***** Supplied material

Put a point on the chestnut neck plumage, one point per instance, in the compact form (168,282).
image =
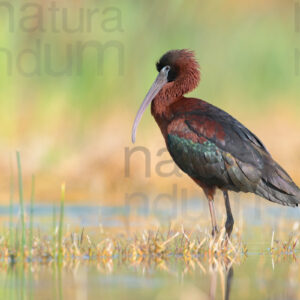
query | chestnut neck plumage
(174,91)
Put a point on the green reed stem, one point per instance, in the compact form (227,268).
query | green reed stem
(54,231)
(61,219)
(23,237)
(11,207)
(31,216)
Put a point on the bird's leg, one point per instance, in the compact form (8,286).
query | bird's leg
(229,222)
(215,229)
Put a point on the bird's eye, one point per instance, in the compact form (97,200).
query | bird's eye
(167,68)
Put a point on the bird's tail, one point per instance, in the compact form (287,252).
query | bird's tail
(277,186)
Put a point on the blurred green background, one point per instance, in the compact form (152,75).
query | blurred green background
(73,74)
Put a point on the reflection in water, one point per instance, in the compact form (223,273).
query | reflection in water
(151,278)
(226,283)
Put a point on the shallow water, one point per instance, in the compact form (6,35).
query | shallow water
(253,278)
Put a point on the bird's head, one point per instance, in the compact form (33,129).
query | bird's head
(178,74)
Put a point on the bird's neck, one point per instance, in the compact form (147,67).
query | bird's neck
(161,106)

**********

Given instruction - Retype the entire listing above word for word, omitting the picture.

Full solution -
Put a point on the chestnut neck plumage, one point per instance, in the compact form (168,282).
image =
query | chestnut neck plumage
(174,91)
Put a point on the green reed stem, one point per instance, in the compact form (227,268).
query | green reed stem
(54,231)
(61,219)
(23,237)
(11,207)
(31,216)
Put a point on the bird's leg, one point per instance, in the compact form (8,286).
query | bird's leg
(229,222)
(215,229)
Put a point on the bird's eye, one point per instance, in the compact form (97,200).
query | bird's eye
(167,68)
Put a point on the bird's tail, one point per instance, in the compact form (287,252).
query | bird's tail
(277,186)
Put a point on the blurred green background, one point per instance, in the compact form (152,75).
query | blurred green background
(73,74)
Put a point on the reflection in water, one point per instance, in the compact form (223,273).
query | reflection in water
(151,278)
(226,283)
Put a point on the shallow water, one point per instance, in the compact form (6,35).
query | shallow water
(253,278)
Put a point on the bird's head, one point per instance, in the compact form (33,129).
query | bird's head
(178,74)
Put a point on the bird's neck, one point per instance, in the compact form (147,67).
query | bird's neck
(161,106)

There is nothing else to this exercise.